* PROBLEM STATEMENT: Pull out the lines starting with the one that contains "Target: <item>white suv</item>" and continuing through the end of the records. Can you reproduce them word for word, without changing anything?

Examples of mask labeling

┏━━

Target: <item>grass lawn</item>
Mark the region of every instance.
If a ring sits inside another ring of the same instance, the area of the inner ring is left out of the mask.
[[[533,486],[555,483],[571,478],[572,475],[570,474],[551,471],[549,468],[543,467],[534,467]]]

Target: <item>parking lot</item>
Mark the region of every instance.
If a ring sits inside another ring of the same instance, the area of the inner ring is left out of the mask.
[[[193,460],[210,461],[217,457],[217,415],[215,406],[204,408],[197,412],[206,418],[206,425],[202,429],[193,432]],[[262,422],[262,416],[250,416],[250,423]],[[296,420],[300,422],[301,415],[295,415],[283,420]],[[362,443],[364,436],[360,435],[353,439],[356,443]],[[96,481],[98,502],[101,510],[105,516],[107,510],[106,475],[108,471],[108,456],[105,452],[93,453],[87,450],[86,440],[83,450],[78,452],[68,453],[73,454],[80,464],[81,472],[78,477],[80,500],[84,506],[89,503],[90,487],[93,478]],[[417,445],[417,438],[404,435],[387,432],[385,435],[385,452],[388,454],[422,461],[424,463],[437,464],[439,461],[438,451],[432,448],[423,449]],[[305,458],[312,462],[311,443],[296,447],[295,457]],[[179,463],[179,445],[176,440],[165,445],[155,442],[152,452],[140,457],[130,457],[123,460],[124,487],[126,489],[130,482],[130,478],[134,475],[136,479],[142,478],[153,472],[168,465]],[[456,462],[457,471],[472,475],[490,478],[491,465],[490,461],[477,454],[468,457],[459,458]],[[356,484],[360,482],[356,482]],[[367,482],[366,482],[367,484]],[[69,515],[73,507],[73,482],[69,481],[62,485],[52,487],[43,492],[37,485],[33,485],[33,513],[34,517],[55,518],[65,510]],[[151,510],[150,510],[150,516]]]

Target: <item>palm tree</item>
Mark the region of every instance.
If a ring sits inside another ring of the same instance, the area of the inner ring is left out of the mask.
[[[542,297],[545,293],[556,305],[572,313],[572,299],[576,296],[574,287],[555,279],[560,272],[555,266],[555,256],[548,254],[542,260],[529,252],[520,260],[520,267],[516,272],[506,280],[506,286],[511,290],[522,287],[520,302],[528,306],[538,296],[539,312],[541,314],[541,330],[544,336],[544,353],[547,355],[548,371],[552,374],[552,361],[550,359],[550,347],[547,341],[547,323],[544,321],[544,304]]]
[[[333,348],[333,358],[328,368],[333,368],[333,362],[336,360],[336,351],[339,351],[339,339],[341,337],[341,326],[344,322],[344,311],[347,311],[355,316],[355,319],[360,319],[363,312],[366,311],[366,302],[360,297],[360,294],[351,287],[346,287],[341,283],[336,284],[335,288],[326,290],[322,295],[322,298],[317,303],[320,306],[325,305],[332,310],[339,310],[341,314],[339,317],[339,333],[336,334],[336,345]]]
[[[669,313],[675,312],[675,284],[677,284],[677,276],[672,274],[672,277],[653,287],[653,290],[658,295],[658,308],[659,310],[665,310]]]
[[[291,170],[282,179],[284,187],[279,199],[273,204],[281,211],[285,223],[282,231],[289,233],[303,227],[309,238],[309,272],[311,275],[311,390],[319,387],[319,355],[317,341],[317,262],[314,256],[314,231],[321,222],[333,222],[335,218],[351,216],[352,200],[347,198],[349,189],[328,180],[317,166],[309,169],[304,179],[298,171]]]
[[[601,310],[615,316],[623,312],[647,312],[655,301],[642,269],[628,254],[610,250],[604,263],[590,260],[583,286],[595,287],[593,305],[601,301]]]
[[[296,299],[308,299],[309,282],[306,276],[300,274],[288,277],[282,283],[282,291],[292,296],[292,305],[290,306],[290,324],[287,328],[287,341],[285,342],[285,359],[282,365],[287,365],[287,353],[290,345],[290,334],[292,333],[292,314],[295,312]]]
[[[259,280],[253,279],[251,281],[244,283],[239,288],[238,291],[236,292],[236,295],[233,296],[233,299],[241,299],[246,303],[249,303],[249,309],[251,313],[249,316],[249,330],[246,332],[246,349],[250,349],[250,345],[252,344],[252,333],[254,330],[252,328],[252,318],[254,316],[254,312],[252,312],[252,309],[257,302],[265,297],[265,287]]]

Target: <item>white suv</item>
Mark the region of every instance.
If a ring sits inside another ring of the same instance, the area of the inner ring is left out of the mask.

┗━━

* THE SOLUTION:
Target: <item>white suv</item>
Mark the region of every instance.
If a ring sits inside another ring of the same instance, the area of the inner ring is left out of the mask.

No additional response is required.